TASK GOAL
Echo this passage from the jackfruit taco recipe word for word, beginning at the words that have "The more I use" and stopping after "is completely submerged)".

The more I use jackfruit, I think of it less of a meat analog and more of a textural element that pairs perfectly with crisp and fresh complimentary ingredients. Here I've used heavily seasoned jackfruit as a soft taco filling, and garnished it with radishes, carrots and watercress, then finished it off with a rich, cilantro-laced sauce. Everything here tastes clean and vibrant, and can be completely prepped ahead of time (and easily doubled or tripled) to create an easy, low-maintenance meal for guests or just for two. 

INGREDIENTS
for the sauce
6 oz. Tofutti sour cream (1/2 container)
2 tsp tahini
1/2 cup cilantro, chopped
1 tsp apple cider or coconut vinegar

for softening the jackfruit
2, 20 oz. cans of jackfruit in water or brine (this can be found in most Asian markets or online)
3 cups vegetable broth (more or less, to ensure the jackfruit is completely submerged)

RECORDS SUPPLIED
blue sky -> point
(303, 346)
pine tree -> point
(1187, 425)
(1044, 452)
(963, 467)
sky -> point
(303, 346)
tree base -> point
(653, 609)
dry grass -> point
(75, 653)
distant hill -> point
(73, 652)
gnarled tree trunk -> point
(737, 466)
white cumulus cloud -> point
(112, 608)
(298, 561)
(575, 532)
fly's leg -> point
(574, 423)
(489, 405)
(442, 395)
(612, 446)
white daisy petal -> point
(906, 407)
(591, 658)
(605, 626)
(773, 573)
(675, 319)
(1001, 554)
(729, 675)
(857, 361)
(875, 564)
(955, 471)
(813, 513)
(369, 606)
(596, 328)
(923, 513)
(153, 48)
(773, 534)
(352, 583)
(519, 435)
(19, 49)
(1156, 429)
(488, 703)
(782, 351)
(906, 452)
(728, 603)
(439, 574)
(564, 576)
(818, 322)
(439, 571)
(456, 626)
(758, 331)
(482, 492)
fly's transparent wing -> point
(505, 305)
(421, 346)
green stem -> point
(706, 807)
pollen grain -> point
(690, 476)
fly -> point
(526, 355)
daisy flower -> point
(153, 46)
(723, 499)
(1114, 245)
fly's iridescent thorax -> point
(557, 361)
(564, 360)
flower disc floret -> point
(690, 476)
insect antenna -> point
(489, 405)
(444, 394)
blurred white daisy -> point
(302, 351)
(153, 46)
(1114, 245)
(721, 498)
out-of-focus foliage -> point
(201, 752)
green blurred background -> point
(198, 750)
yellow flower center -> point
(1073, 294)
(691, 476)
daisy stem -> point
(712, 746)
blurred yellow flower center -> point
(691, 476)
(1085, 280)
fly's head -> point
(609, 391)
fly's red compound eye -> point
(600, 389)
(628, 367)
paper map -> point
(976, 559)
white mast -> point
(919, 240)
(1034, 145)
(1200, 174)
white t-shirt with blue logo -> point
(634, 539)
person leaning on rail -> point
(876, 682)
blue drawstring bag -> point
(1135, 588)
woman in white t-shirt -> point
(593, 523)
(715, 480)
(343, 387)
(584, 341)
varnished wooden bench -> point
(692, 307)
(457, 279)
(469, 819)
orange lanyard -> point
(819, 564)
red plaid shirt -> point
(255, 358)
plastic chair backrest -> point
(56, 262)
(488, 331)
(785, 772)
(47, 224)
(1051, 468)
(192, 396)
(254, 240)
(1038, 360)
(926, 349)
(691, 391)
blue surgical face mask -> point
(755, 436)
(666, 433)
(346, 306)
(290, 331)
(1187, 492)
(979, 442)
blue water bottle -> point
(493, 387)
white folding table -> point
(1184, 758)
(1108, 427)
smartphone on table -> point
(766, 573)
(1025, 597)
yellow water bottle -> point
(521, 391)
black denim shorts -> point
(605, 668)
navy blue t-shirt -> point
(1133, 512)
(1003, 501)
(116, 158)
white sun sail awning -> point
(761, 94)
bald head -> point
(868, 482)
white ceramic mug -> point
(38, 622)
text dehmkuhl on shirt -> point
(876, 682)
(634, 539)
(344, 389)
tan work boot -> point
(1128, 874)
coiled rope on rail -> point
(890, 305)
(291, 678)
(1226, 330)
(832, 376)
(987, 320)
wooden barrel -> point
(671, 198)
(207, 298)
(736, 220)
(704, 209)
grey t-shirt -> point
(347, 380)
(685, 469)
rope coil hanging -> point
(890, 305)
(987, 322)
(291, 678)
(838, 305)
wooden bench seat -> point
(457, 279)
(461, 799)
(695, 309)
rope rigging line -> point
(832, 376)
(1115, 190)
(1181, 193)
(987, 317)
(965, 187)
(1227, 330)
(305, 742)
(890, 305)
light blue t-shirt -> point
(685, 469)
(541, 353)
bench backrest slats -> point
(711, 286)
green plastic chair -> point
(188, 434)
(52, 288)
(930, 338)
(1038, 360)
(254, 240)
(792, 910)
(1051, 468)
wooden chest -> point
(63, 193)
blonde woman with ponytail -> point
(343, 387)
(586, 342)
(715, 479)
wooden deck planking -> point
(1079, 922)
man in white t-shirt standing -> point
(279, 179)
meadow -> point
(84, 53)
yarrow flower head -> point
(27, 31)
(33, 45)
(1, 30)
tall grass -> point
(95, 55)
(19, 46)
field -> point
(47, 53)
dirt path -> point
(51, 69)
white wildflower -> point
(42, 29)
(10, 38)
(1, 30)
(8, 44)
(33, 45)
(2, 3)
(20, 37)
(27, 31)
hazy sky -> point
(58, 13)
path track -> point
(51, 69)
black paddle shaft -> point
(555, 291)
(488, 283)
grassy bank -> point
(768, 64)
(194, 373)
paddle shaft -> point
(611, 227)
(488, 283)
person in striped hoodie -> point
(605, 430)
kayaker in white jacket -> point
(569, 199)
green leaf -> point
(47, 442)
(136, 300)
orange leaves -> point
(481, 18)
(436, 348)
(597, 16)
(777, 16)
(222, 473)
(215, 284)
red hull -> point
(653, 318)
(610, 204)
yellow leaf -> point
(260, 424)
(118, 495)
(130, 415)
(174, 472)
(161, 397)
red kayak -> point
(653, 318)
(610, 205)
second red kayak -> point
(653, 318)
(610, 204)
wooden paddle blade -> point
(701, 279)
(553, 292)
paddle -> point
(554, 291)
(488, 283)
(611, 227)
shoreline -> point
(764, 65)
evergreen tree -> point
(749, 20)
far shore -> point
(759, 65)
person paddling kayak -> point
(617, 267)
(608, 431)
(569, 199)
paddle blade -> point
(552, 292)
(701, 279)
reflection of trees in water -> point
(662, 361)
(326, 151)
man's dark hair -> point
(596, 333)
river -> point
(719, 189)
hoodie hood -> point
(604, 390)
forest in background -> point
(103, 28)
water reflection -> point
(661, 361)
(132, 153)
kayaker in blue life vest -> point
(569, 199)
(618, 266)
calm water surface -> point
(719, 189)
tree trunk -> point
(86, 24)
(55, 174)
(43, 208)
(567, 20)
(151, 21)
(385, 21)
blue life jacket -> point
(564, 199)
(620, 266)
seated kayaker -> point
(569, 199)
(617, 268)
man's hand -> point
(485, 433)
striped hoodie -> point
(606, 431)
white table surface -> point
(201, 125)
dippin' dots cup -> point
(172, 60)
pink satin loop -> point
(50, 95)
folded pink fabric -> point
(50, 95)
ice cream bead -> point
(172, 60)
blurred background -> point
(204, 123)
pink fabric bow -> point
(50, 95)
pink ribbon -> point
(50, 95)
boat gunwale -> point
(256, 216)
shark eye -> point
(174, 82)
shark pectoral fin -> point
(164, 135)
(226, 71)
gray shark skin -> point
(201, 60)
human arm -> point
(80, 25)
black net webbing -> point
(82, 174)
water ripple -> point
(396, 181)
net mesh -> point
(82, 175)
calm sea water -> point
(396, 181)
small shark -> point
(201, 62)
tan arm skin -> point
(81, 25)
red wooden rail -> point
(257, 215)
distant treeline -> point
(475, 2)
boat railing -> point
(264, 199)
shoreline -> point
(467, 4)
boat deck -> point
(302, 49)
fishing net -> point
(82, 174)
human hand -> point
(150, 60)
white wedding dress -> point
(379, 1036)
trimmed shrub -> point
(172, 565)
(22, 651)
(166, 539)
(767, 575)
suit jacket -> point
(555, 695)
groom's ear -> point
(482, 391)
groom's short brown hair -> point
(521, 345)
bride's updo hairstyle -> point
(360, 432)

OUTPUT BELOW
The more I use jackfruit, I think of it less of a meat analog and more of a textural element that pairs perfectly with crisp and fresh complimentary ingredients. Here I've used heavily seasoned jackfruit as a soft taco filling, and garnished it with radishes, carrots and watercress, then finished it off with a rich, cilantro-laced sauce. Everything here tastes clean and vibrant, and can be completely prepped ahead of time (and easily doubled or tripled) to create an easy, low-maintenance meal for guests or just for two. 

INGREDIENTS
for the sauce
6 oz. Tofutti sour cream (1/2 container)
2 tsp tahini
1/2 cup cilantro, chopped
1 tsp apple cider or coconut vinegar

for softening the jackfruit
2, 20 oz. cans of jackfruit in water or brine (this can be found in most Asian markets or online)
3 cups vegetable broth (more or less, to ensure the jackfruit is completely submerged)